### TASK INSTRUCTIONS
Copy every line of the records below where the word "blue" occurs.

### DATA IN THIS EXERCISE
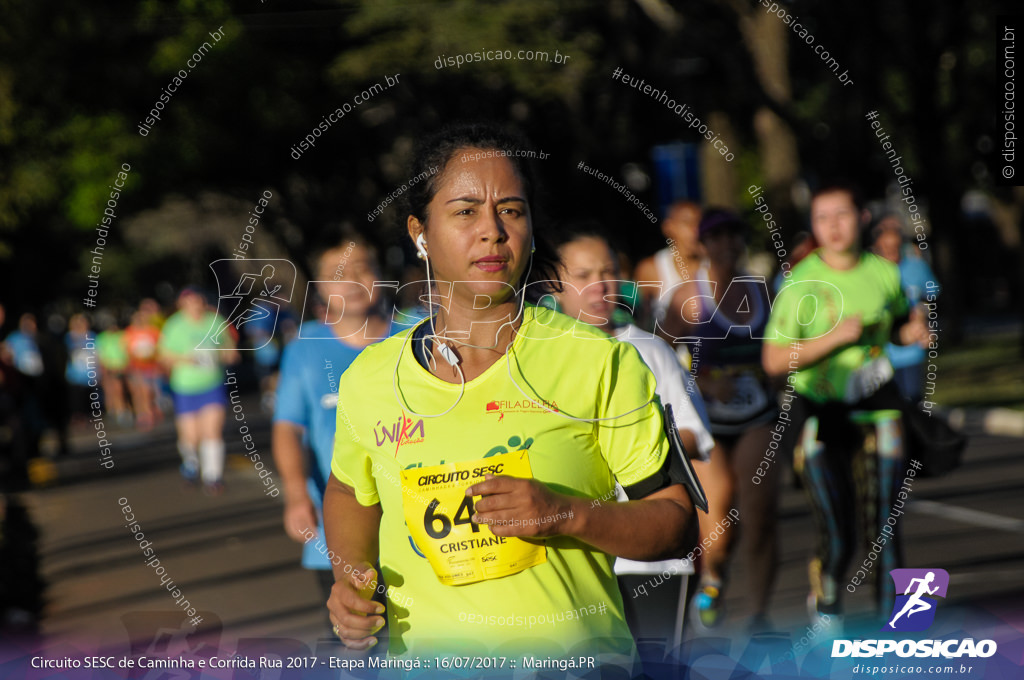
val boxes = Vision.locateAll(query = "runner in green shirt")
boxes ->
[762,181,928,629]
[96,320,131,426]
[159,288,238,494]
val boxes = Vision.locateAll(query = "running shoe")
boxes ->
[179,462,199,484]
[806,593,844,637]
[203,480,225,497]
[690,580,724,630]
[806,560,843,634]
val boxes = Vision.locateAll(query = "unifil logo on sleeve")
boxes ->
[882,568,949,632]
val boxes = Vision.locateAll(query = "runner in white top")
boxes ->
[551,225,713,460]
[550,224,714,644]
[648,249,687,323]
[614,324,714,460]
[634,200,703,337]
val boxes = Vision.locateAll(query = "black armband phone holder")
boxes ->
[620,404,709,512]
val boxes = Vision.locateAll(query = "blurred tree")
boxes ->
[790,0,1017,343]
[0,0,1016,348]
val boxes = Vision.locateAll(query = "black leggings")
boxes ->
[789,382,909,612]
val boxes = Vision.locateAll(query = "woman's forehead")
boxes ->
[436,153,525,197]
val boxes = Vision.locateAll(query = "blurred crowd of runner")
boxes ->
[0,147,943,652]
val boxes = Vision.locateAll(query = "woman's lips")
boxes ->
[474,257,507,272]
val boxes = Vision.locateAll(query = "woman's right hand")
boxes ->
[327,563,386,649]
[832,315,864,348]
[283,497,318,543]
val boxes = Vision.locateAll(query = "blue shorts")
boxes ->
[173,384,228,415]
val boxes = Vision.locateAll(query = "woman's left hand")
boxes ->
[466,475,578,538]
[899,307,930,348]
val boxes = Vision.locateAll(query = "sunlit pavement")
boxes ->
[15,396,1024,665]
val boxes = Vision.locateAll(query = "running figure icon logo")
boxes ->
[882,568,949,632]
[203,259,296,350]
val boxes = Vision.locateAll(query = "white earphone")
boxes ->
[437,342,460,366]
[413,233,459,366]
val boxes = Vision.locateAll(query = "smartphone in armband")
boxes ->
[663,404,709,513]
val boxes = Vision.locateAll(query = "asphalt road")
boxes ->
[13,398,1024,668]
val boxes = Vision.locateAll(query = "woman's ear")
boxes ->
[407,215,424,245]
[408,216,428,260]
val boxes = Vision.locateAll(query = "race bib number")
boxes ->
[400,450,547,586]
[16,349,44,377]
[134,337,157,359]
[706,369,769,421]
[194,351,216,368]
[71,348,93,370]
[845,355,894,403]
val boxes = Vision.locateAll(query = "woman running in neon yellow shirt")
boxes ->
[323,123,697,665]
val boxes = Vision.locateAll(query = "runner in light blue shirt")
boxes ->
[272,237,395,626]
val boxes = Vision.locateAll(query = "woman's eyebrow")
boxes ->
[445,196,526,205]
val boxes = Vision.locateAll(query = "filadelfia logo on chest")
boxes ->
[485,398,558,422]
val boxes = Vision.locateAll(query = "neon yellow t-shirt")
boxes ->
[764,251,909,403]
[331,304,668,659]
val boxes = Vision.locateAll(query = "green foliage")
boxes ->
[0,0,1015,326]
[328,0,595,101]
[62,114,141,228]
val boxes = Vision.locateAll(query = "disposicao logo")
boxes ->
[832,568,997,659]
[884,568,949,632]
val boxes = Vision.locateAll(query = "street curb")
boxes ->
[949,407,1024,438]
[981,407,1024,438]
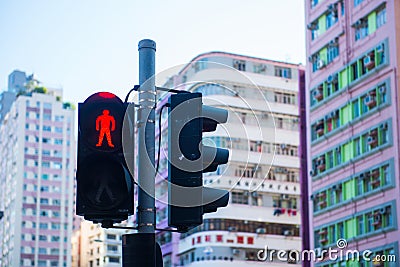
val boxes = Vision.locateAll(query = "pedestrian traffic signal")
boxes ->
[167,92,229,232]
[76,92,134,225]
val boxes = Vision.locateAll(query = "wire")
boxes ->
[124,85,140,103]
[155,103,170,175]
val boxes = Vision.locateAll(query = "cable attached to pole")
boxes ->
[155,103,170,175]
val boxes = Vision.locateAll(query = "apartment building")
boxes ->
[71,221,129,267]
[0,90,75,267]
[305,0,399,266]
[154,51,304,266]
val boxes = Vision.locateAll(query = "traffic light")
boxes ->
[168,92,229,232]
[76,92,134,225]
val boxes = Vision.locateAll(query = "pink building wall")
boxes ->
[305,0,400,265]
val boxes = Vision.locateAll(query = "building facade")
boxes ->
[0,91,75,267]
[305,0,399,266]
[0,91,16,122]
[155,52,304,266]
[71,220,129,267]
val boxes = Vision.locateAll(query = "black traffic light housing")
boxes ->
[168,92,229,232]
[76,92,134,225]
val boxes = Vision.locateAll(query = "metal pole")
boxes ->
[137,39,156,234]
[122,39,157,267]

### RESPONSE
val boxes = Vision.locateAll(query = "blue shorts")
val boxes = Vision.locateAll(query = "runner in light blue shirt")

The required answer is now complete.